# Given problem A:
In the policy update on the Strait of Malacca, how long is the strait said to be?
# Given problem B:
Extend the policy update on the Strait of Malacca, picking up right after its final sentence.

# Extract to read:
Policy Update
Varisha Sharma
Introduction
The Strait of Malacca, through which over 80,000 vessels transit annually, constitutes one of the world’s most strategically consequential maritime chokepoints. Stretching for approximately 900 kilometres between the Malay Peninsula and the Indonesian island of Sumatra, this narrow sea lane connects the Indian Ocean to the South China Sea and serves as the primary artery for maritime commerce between East Asia, South Asia, the Middle East, and Europe.
According to data collated by the Centre for Strategic and International Studies and corroborated by the U.S. Energy Information Administration, the strait facilitates roughly 24 percent of all global seaborne trade and, as of 2025, constituted the world’s largest oil transit chokepoint, surpassing even the Strait of Hormuz in daily oil that passes through (Faisal, 2024).
More than 102,500 vessels transited the strait in 2025, and the waterway carries approximately 75 percent of China’s seaborne crude oil imports (Ballast Markets, 2025 ). Given this extraordinary commercial and strategic salience, ensuring the security of the Malacca Strait has become a cardinal priority for maritime powers with interests in the Indo-Pacific. Among such powers, India and Singapore occupy a distinctive position. Both states possess deep historical, cultural, and economic ties that stretch back centuries, and both have evolved a robust framework of bilateral naval cooperation that is increasingly oriented toward the challenges posed by piracy, maritime crime, and great-power competition in the strait and its surrounding waters.

# Stored rows:

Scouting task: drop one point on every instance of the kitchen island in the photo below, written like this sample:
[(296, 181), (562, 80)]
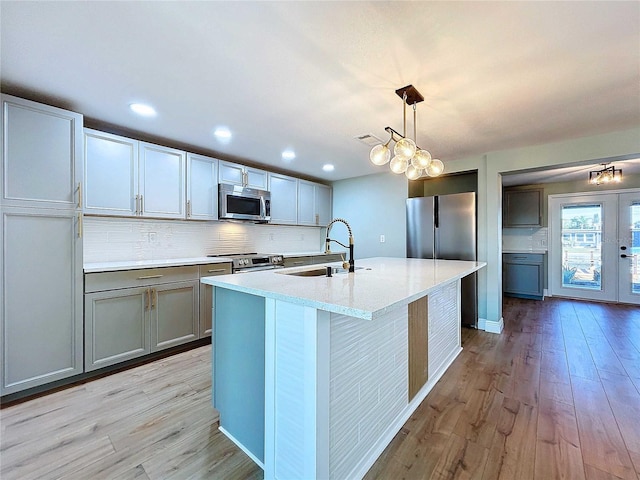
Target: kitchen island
[(314, 375)]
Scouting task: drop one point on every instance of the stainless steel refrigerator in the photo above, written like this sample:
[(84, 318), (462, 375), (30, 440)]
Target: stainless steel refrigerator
[(444, 227)]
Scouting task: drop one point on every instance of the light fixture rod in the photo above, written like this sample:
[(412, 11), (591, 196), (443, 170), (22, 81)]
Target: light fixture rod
[(396, 136)]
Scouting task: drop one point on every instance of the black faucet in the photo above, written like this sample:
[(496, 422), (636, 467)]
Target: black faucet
[(327, 249)]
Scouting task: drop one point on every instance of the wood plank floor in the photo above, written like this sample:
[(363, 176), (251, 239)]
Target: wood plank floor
[(556, 396)]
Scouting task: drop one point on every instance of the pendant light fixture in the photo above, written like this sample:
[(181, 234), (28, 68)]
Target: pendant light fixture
[(408, 158), (605, 175)]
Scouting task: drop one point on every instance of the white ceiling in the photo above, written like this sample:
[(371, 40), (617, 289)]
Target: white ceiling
[(313, 75)]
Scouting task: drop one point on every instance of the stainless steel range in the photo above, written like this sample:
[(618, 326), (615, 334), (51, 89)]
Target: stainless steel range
[(253, 262)]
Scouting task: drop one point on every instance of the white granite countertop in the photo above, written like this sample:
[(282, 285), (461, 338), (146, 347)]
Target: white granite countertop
[(377, 286), (521, 250), (137, 264), (310, 254)]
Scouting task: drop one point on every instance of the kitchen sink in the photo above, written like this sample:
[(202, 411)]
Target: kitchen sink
[(318, 272)]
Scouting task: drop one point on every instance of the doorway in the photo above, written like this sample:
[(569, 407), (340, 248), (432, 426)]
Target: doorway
[(595, 246)]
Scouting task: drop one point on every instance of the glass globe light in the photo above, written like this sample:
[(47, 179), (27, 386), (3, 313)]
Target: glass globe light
[(405, 148), (398, 164), (413, 173), (380, 154), (435, 168), (421, 159)]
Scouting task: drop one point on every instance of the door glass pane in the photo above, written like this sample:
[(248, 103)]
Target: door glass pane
[(635, 248), (582, 246)]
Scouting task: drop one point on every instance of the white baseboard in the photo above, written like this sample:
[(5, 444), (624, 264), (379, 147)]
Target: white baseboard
[(242, 447), (376, 450), (491, 326)]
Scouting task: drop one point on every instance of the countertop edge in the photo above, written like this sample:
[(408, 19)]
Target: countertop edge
[(219, 281), (98, 267)]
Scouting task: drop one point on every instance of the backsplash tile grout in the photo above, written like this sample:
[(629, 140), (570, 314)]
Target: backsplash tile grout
[(109, 239)]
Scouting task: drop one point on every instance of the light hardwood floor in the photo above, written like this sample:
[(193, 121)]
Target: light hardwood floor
[(556, 396)]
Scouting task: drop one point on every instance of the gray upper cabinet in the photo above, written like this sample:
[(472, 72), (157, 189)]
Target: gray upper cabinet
[(522, 208), (202, 187), (284, 199), (314, 203), (42, 155), (111, 174), (162, 181), (242, 175), (41, 317), (126, 177)]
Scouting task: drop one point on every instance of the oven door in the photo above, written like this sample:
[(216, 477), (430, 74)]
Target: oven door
[(240, 203)]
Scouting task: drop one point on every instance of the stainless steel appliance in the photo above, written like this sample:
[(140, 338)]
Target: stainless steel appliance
[(241, 203), (253, 262), (444, 227)]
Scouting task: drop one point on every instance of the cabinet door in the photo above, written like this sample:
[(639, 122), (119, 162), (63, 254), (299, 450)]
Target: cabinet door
[(523, 208), (162, 182), (116, 326), (255, 178), (306, 199), (42, 155), (41, 288), (284, 199), (322, 202), (174, 314), (202, 187), (111, 174), (231, 173)]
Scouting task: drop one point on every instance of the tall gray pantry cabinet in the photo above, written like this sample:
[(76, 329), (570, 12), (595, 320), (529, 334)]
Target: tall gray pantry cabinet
[(41, 261)]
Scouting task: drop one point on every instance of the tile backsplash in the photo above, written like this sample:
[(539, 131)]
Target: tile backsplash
[(124, 239), (525, 239)]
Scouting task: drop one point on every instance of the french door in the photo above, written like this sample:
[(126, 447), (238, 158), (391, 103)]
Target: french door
[(595, 246)]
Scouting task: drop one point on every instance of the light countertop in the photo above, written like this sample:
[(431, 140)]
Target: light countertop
[(522, 250), (137, 264), (377, 286)]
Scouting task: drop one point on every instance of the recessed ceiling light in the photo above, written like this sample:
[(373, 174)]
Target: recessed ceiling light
[(223, 134), (288, 155), (142, 109)]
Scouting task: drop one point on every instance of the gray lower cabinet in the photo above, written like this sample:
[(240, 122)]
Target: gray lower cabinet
[(206, 295), (131, 313), (117, 326), (523, 275)]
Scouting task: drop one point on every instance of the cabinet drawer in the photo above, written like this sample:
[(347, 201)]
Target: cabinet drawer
[(97, 282), (214, 269), (537, 258)]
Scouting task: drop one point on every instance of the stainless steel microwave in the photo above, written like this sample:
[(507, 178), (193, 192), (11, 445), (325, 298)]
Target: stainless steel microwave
[(242, 203)]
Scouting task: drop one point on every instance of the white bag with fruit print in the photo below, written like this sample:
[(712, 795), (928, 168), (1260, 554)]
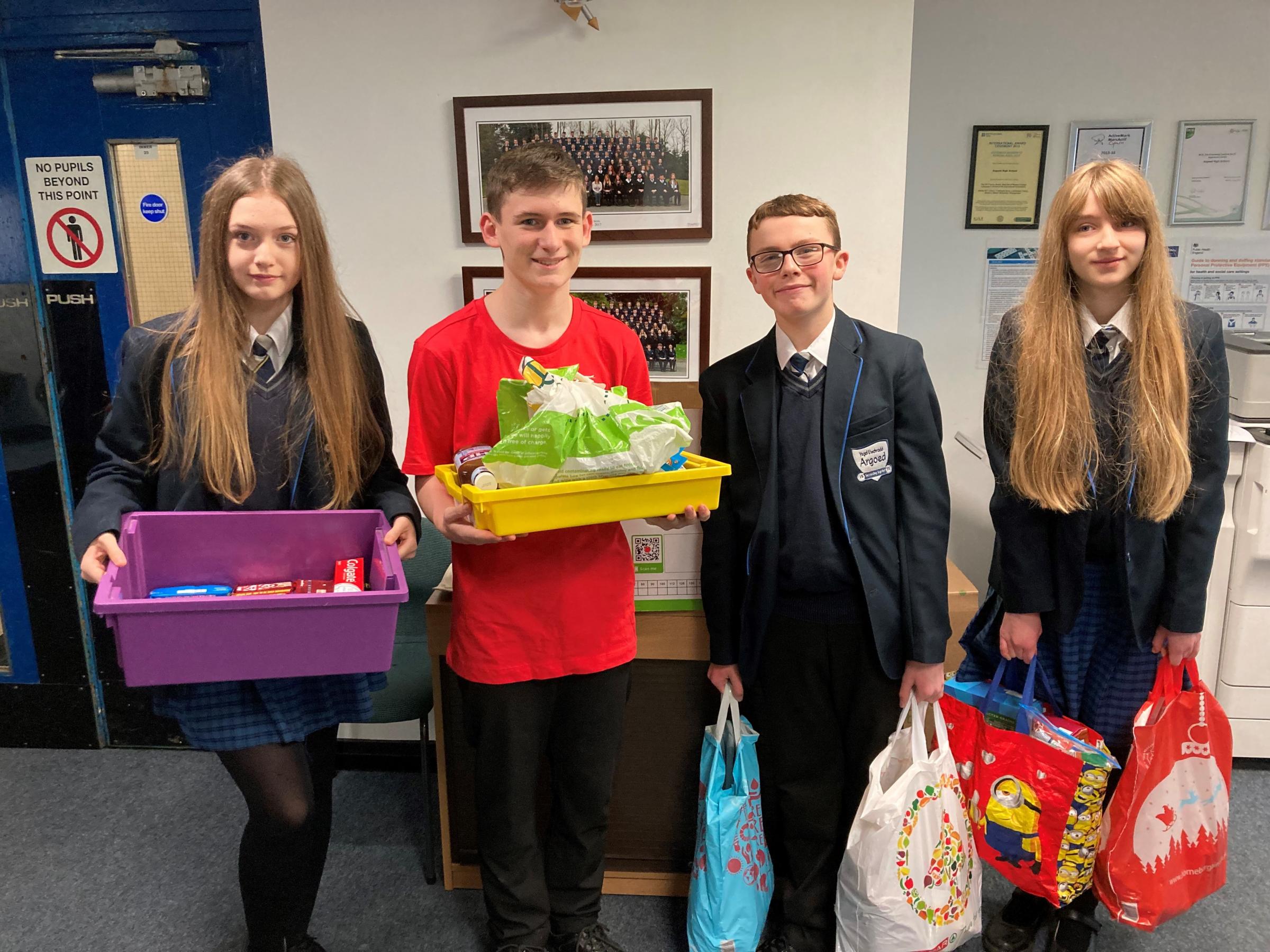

# Final answer A:
About 900 kilometers.

# Final answer B:
The Strategic Significance of the Strait of Malacca
Any assessment of India-Singapore naval cooperation in the Malacca Strait must be grounded in an understanding of the region’s strategic significance. The strait’s narrowest point, near Singapore, is only about 2.8 kilometres wide, making it susceptible to congestion, accidents, and exploitation by non-state actors. It is traversed by tankers, container ships, dry bulk carriers, and liquefied natural gas carriers serving virtually every major economy in Asia and beyond (Faisal, 2024).
The security threats confronting the Malacca Strait are both persistent and evolving. Piracy and armed robbery have long plagued the waterway. In the first half of 2025 alone there were 80 incidents of piracy and armed robbery recorded compared to 21 in the same period of 2024, representing an 83% surge (Seedeen, 2026).
Beyond non-state threats, the Malacca Strait has become increasingly important in the geopolitical power competition. China’s strategic vulnerability to interdiction in the strait, the “Malacca Dilemma” as articulated by former Chinese President Hu Jintao, has driven an expansion of the People’s Liberation Army Navy (PLAN) in the area. It grew from approximately 200 vessels in 2010 to over 340 by 2024, including three aircraft carriers and more than 70 submarines (Ballast Markets, 2025).
This expansion has heightened the strategic stakes of the strait for India, which views the Malacca bottleneck as a potential leverage point in any future conflict with China, and for Singapore, which has consistently insisted on freedom of navigation for all states regardless of geopolitical alignment (White, 2025).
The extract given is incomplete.